You brought up a great point, but unfortunately most youth (the ones most prone to trying things because they are cool), could care less about Queen Elizabeth or Mike Tyson. I hope this doesn't hurt anyone's feelings as I appreciate both of these people, but Queen Elizabeth is too old fashioned, is not hip, and is frankly difficult to relate to. And as much as I love Mike Tyson, most people just see a below-average intelligence fighter who ripped some guys ear off with his teeth. :S

Sorry, I have been horrible about clarifying myself, although again, you def. brought about an excellent point! I guess for celebrities, I had in mind people that the youth mimic. Like I can guarantee that if a hott, young celebrity were strutting around with a pigeon on her shoulder, pigeons would boom in popularity. I had in mind someone like Megan Fox, Adriana Lima, or Rhianna -- girls would die to be like them, and they are also rich, popular, and intelligent. 

Or some really hott rappers such as T.I and Nelly -- what guy doesn't want to be considered cool, the leader, able to get any chick, and afford anything?
Heck, throw in some Reggaeton stars with the rappers such as Arcangel and De La Ghetto, or even Pitbull 

If hott celebrities (beauty is equated with cleanliness) have pigeons, it can really help change things. 

Of course, even if none of us become celebrities like the above, we can still become the "nouveau riche" and make pigeons are pet of choice. 

I agree that there are many different types of people who participate in this event, although I am sure we all wish they could be clumped together.

**Goal A**: From the forum post on pigeons and celebrities, name every rapper and Reggaeton star it mentions.

[Stored records]
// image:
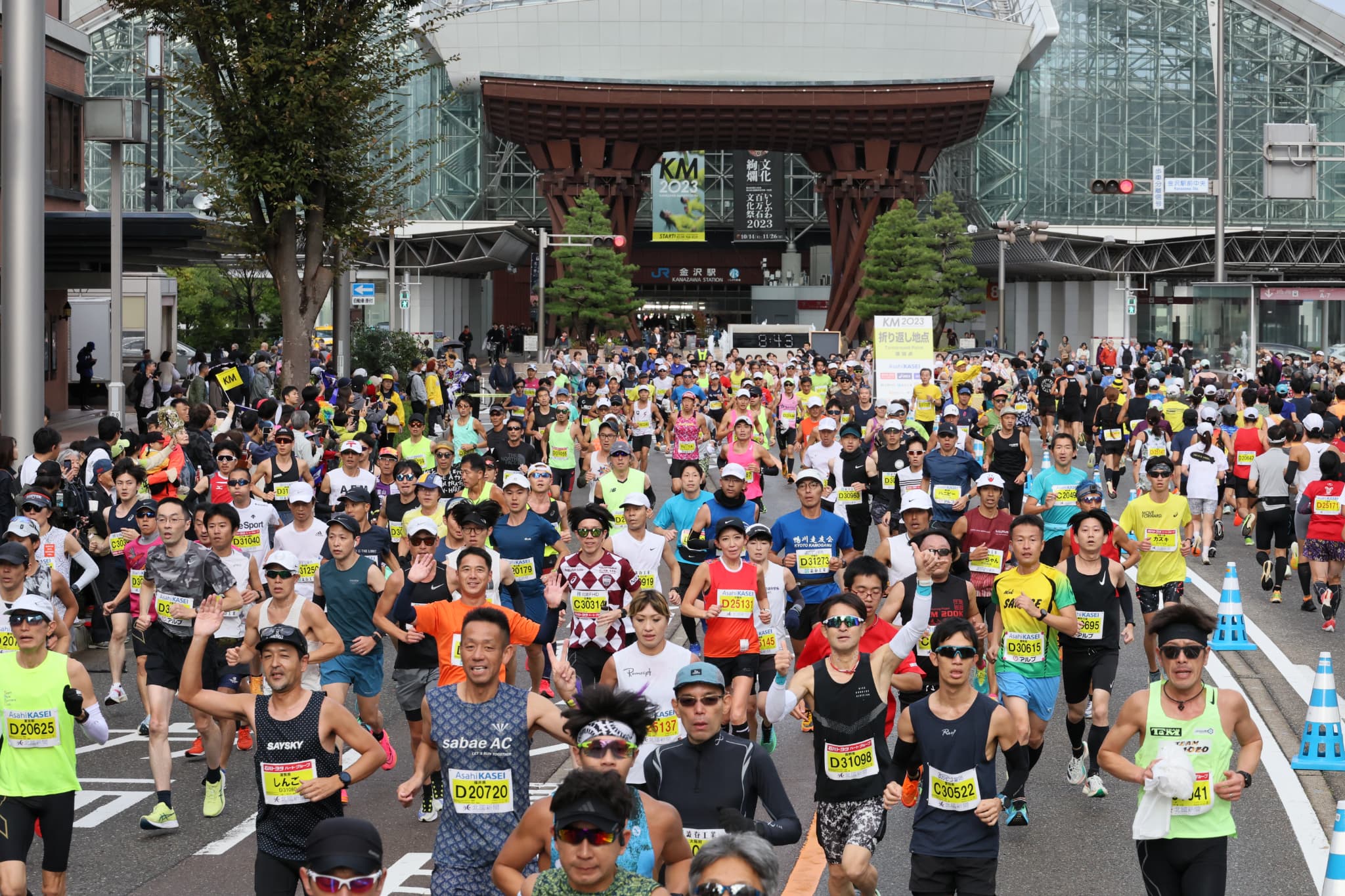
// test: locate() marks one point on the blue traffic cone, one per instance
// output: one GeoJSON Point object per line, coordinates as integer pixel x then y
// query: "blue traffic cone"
{"type": "Point", "coordinates": [1231, 633]}
{"type": "Point", "coordinates": [1334, 882]}
{"type": "Point", "coordinates": [1323, 747]}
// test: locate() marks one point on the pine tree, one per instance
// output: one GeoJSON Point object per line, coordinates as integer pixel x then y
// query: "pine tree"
{"type": "Point", "coordinates": [595, 292]}
{"type": "Point", "coordinates": [900, 264]}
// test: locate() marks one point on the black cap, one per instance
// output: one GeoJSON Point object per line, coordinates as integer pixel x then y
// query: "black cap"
{"type": "Point", "coordinates": [730, 523]}
{"type": "Point", "coordinates": [359, 495]}
{"type": "Point", "coordinates": [343, 521]}
{"type": "Point", "coordinates": [345, 843]}
{"type": "Point", "coordinates": [283, 634]}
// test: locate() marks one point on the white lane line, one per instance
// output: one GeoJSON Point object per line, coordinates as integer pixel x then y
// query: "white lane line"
{"type": "Point", "coordinates": [237, 834]}
{"type": "Point", "coordinates": [1298, 676]}
{"type": "Point", "coordinates": [1302, 819]}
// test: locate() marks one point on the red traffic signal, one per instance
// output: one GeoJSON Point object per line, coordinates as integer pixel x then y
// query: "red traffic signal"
{"type": "Point", "coordinates": [1113, 186]}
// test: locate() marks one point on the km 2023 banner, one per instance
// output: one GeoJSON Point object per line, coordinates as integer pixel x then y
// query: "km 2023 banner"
{"type": "Point", "coordinates": [678, 187]}
{"type": "Point", "coordinates": [902, 347]}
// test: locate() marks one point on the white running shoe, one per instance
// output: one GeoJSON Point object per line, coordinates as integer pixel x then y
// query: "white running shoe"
{"type": "Point", "coordinates": [1075, 775]}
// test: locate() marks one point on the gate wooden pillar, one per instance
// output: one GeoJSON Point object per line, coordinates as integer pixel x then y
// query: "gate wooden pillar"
{"type": "Point", "coordinates": [858, 182]}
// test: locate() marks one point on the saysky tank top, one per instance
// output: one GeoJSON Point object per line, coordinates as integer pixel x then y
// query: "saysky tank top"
{"type": "Point", "coordinates": [957, 778]}
{"type": "Point", "coordinates": [849, 746]}
{"type": "Point", "coordinates": [288, 754]}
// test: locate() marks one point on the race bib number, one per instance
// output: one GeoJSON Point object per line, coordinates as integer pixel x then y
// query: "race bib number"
{"type": "Point", "coordinates": [1025, 647]}
{"type": "Point", "coordinates": [588, 603]}
{"type": "Point", "coordinates": [665, 729]}
{"type": "Point", "coordinates": [482, 793]}
{"type": "Point", "coordinates": [280, 781]}
{"type": "Point", "coordinates": [736, 603]}
{"type": "Point", "coordinates": [993, 562]}
{"type": "Point", "coordinates": [1199, 802]}
{"type": "Point", "coordinates": [1090, 625]}
{"type": "Point", "coordinates": [847, 762]}
{"type": "Point", "coordinates": [954, 792]}
{"type": "Point", "coordinates": [164, 603]}
{"type": "Point", "coordinates": [523, 570]}
{"type": "Point", "coordinates": [30, 729]}
{"type": "Point", "coordinates": [947, 495]}
{"type": "Point", "coordinates": [813, 562]}
{"type": "Point", "coordinates": [697, 837]}
{"type": "Point", "coordinates": [1162, 540]}
{"type": "Point", "coordinates": [248, 540]}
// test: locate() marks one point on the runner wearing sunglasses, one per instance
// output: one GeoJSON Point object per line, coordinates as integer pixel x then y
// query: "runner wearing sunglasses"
{"type": "Point", "coordinates": [299, 767]}
{"type": "Point", "coordinates": [479, 736]}
{"type": "Point", "coordinates": [608, 729]}
{"type": "Point", "coordinates": [956, 834]}
{"type": "Point", "coordinates": [1183, 711]}
{"type": "Point", "coordinates": [1157, 527]}
{"type": "Point", "coordinates": [849, 691]}
{"type": "Point", "coordinates": [45, 695]}
{"type": "Point", "coordinates": [731, 774]}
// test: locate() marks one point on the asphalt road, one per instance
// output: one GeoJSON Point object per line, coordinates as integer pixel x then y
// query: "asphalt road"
{"type": "Point", "coordinates": [1074, 844]}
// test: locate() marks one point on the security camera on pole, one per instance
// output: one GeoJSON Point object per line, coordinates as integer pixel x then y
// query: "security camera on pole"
{"type": "Point", "coordinates": [1007, 236]}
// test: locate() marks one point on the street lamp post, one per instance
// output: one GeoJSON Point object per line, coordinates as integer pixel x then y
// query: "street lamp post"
{"type": "Point", "coordinates": [116, 121]}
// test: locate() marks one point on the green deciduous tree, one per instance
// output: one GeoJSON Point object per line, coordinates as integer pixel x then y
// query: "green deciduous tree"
{"type": "Point", "coordinates": [223, 304]}
{"type": "Point", "coordinates": [920, 267]}
{"type": "Point", "coordinates": [291, 110]}
{"type": "Point", "coordinates": [595, 293]}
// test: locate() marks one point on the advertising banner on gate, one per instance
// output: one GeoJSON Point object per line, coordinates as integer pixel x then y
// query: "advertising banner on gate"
{"type": "Point", "coordinates": [758, 196]}
{"type": "Point", "coordinates": [678, 195]}
{"type": "Point", "coordinates": [902, 345]}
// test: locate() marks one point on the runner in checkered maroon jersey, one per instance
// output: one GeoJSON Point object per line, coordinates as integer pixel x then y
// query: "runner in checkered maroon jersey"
{"type": "Point", "coordinates": [599, 585]}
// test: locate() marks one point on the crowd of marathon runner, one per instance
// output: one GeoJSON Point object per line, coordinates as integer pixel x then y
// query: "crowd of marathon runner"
{"type": "Point", "coordinates": [938, 576]}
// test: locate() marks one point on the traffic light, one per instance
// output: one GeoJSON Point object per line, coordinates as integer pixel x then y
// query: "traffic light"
{"type": "Point", "coordinates": [1113, 186]}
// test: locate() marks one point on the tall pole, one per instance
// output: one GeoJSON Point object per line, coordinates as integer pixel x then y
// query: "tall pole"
{"type": "Point", "coordinates": [1218, 55]}
{"type": "Point", "coordinates": [341, 314]}
{"type": "Point", "coordinates": [23, 253]}
{"type": "Point", "coordinates": [393, 312]}
{"type": "Point", "coordinates": [116, 389]}
{"type": "Point", "coordinates": [1003, 333]}
{"type": "Point", "coordinates": [541, 297]}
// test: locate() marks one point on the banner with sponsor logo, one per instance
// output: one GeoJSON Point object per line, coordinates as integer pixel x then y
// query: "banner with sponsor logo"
{"type": "Point", "coordinates": [902, 347]}
{"type": "Point", "coordinates": [758, 196]}
{"type": "Point", "coordinates": [678, 198]}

**Goal B**: In the records, reproduce every line from the line containing "tall pole, one per instance" through the end of the records, requests included. Shift each point coordinate in the answers by adding 123 to it.

**Full response A**: T.I, Nelly, Arcangel, De La Ghetto, Pitbull

**Full response B**:
// test: locate() marks one point on the tall pole, one per instance
// output: one GeoJSON Point object per line, coordinates as integer pixel x then y
// query: "tall pole"
{"type": "Point", "coordinates": [1341, 178]}
{"type": "Point", "coordinates": [464, 437]}
{"type": "Point", "coordinates": [146, 376]}
{"type": "Point", "coordinates": [516, 435]}
{"type": "Point", "coordinates": [239, 512]}
{"type": "Point", "coordinates": [1126, 456]}
{"type": "Point", "coordinates": [664, 420]}
// test: locate() marks one point on the banner with sponsor logo, one per instance
// output: one GeoJSON Point object per line, coordinates as integer pixel x then y
// query: "banner with sponsor logo"
{"type": "Point", "coordinates": [1025, 470]}
{"type": "Point", "coordinates": [881, 319]}
{"type": "Point", "coordinates": [801, 321]}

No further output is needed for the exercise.